Copy the material from the line with "Target: brown jacket" through the end of the material, changing "bridge support beam" to "bridge pillar" and leaving everything else unchanged.
[Start of MATERIAL FOR THIS TASK]
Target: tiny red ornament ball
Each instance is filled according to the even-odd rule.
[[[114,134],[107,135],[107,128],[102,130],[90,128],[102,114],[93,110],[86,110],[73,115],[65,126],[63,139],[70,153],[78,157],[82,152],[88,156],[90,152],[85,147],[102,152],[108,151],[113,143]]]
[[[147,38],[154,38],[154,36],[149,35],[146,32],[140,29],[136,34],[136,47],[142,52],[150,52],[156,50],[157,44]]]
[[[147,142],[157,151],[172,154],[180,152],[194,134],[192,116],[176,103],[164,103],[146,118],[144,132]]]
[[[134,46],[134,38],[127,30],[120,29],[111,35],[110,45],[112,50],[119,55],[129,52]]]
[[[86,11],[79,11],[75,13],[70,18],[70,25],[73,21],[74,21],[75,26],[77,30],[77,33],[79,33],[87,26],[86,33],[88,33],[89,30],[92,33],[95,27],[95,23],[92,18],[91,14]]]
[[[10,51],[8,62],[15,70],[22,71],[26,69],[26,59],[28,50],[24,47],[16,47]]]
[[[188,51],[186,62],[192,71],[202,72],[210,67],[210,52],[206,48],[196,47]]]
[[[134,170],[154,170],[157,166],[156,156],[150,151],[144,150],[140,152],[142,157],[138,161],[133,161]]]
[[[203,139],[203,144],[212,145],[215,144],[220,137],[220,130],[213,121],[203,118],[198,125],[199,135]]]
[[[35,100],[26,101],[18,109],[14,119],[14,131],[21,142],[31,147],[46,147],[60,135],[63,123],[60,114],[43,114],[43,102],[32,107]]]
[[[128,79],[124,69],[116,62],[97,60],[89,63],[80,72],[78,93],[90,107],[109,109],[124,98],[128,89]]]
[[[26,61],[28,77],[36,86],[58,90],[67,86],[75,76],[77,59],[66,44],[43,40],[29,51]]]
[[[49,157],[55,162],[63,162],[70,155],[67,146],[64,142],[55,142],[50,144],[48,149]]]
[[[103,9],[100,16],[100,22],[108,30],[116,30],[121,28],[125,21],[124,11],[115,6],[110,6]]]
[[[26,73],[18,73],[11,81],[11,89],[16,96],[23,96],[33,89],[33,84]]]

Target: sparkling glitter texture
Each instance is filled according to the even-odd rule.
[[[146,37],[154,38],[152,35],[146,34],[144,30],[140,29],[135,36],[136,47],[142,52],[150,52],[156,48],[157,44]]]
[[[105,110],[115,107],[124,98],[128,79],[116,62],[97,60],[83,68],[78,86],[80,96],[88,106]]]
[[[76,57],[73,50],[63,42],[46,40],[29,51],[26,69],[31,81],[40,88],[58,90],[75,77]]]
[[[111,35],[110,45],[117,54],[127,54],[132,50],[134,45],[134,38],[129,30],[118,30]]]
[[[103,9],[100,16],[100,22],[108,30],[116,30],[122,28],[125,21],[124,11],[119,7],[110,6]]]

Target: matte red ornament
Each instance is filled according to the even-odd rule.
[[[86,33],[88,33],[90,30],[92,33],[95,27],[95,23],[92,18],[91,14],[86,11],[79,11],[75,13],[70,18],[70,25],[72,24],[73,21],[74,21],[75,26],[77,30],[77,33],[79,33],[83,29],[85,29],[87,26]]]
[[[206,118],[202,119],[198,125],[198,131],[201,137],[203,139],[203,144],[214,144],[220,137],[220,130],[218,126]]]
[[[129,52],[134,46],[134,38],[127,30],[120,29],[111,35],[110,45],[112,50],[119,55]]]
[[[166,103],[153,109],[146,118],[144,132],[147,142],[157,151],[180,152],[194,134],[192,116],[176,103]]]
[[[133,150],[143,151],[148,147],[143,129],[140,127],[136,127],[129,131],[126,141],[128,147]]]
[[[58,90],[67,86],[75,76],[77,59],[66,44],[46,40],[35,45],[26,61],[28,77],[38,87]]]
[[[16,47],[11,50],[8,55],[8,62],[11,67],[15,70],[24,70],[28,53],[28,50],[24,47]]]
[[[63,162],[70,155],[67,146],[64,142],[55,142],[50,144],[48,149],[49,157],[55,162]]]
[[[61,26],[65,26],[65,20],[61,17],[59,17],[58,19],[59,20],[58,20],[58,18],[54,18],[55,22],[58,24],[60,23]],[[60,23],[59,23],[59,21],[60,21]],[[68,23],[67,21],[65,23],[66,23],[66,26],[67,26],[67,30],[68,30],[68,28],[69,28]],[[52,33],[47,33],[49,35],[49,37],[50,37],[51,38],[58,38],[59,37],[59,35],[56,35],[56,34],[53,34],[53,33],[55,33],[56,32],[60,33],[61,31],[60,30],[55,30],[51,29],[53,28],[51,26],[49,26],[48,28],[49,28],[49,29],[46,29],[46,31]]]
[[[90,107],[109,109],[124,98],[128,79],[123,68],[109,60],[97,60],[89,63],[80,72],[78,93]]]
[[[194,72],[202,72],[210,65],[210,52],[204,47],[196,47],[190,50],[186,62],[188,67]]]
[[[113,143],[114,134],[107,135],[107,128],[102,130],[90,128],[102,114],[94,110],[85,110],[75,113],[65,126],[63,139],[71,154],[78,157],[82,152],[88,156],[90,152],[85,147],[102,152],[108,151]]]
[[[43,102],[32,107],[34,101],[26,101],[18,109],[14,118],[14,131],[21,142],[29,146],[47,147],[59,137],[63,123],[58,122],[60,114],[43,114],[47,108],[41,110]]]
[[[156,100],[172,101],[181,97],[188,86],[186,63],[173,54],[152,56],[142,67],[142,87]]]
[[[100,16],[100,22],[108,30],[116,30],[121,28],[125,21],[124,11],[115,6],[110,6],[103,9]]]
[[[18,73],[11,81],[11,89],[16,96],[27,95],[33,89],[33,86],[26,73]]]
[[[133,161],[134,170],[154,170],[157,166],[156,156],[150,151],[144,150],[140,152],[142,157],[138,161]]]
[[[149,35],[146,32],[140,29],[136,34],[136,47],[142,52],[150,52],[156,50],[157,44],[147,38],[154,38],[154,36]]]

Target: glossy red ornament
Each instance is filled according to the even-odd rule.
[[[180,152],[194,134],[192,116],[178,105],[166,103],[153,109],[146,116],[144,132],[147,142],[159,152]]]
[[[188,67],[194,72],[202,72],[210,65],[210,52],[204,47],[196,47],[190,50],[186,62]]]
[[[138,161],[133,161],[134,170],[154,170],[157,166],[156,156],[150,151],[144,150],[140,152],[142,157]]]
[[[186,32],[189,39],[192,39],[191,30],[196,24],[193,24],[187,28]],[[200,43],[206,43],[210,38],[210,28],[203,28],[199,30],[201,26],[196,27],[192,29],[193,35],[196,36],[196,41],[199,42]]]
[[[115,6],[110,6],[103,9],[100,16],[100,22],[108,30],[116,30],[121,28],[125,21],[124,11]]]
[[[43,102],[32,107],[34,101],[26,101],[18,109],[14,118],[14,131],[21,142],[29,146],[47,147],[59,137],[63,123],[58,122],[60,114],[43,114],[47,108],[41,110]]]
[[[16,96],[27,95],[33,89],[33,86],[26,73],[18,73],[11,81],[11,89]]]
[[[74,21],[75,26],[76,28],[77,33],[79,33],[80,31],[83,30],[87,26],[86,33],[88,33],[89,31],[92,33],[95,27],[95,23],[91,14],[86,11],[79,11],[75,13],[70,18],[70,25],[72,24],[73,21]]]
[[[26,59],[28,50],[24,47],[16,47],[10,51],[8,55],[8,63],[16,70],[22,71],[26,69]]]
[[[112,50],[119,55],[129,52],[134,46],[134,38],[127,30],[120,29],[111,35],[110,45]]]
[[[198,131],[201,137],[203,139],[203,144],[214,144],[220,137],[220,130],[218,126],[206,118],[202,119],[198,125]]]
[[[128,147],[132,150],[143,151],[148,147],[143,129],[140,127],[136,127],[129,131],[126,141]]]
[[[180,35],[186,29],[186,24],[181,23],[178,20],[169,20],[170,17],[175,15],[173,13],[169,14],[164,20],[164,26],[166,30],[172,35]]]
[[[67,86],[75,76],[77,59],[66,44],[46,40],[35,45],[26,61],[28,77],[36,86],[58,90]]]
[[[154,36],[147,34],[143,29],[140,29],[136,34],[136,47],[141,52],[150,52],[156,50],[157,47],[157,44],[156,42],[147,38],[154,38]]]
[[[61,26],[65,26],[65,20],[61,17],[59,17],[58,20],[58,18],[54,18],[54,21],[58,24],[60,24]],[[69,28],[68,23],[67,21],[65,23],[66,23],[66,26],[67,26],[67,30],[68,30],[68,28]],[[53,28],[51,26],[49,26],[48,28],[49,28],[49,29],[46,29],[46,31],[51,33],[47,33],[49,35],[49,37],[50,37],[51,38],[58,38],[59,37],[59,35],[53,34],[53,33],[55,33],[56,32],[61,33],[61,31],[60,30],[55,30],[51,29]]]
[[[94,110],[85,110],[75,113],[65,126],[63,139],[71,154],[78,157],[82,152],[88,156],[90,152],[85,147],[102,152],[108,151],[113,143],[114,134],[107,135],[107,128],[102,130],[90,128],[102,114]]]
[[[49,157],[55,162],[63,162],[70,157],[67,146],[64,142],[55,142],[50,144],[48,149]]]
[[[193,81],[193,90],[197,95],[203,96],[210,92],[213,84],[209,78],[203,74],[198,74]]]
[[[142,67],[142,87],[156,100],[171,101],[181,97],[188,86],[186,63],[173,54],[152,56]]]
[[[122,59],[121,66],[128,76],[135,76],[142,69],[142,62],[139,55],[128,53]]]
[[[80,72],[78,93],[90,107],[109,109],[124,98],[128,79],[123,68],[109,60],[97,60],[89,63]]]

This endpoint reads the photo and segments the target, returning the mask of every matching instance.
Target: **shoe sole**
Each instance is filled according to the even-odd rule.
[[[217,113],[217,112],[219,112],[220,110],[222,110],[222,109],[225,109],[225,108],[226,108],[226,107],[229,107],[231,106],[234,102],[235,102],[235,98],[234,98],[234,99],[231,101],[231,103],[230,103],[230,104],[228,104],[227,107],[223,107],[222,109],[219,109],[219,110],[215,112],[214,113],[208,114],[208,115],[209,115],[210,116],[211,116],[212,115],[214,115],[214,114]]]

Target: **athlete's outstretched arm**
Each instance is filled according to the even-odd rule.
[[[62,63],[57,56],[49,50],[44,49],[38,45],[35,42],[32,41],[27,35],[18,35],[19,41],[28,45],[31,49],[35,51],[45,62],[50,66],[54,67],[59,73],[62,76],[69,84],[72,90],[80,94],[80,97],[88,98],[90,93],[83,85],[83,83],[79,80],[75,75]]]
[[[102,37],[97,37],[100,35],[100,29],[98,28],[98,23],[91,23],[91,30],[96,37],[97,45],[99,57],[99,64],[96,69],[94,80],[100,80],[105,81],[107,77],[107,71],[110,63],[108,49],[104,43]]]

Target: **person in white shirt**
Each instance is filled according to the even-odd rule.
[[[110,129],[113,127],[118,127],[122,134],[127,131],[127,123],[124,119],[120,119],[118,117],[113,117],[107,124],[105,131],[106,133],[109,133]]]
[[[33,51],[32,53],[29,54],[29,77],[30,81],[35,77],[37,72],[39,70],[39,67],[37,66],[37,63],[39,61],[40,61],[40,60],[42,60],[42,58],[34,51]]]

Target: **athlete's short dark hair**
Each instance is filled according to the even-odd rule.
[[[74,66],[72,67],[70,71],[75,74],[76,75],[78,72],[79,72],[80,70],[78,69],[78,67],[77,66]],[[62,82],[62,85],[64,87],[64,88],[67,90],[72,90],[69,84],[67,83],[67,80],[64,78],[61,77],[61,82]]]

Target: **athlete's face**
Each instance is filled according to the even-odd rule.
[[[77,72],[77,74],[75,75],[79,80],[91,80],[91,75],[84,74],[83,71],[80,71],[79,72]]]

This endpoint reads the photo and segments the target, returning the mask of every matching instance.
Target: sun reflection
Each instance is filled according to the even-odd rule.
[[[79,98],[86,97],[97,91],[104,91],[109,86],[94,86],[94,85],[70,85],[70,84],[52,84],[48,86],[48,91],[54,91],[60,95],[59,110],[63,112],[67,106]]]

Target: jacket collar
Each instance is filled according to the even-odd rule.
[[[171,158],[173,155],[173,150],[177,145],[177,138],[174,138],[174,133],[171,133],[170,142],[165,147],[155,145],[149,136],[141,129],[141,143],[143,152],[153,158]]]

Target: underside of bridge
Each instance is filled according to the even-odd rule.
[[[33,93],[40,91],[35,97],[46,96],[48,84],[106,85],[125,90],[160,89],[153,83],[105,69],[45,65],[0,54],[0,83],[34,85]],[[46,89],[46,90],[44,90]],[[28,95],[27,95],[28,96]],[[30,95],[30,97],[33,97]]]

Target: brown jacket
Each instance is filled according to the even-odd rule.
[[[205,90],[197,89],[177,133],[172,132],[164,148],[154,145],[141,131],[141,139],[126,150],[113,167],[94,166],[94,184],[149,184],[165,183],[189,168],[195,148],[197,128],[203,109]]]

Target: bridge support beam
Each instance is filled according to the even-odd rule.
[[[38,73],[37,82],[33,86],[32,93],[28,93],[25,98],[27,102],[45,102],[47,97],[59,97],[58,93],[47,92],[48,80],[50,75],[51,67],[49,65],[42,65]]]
[End of MATERIAL FOR THIS TASK]
WORKED SOLUTION:
Target: brown jacket
Each instance is filled according to the even-odd rule.
[[[205,90],[197,89],[177,133],[172,132],[164,148],[154,145],[141,131],[141,139],[126,150],[113,167],[94,166],[94,184],[149,184],[165,183],[189,168],[195,148],[197,128],[203,109]]]

Target: bridge pillar
Each instance is filled according to the even-odd rule.
[[[38,73],[37,82],[33,86],[32,93],[28,93],[25,98],[27,102],[45,102],[47,97],[59,97],[58,93],[47,92],[48,80],[50,75],[51,67],[49,65],[42,65]]]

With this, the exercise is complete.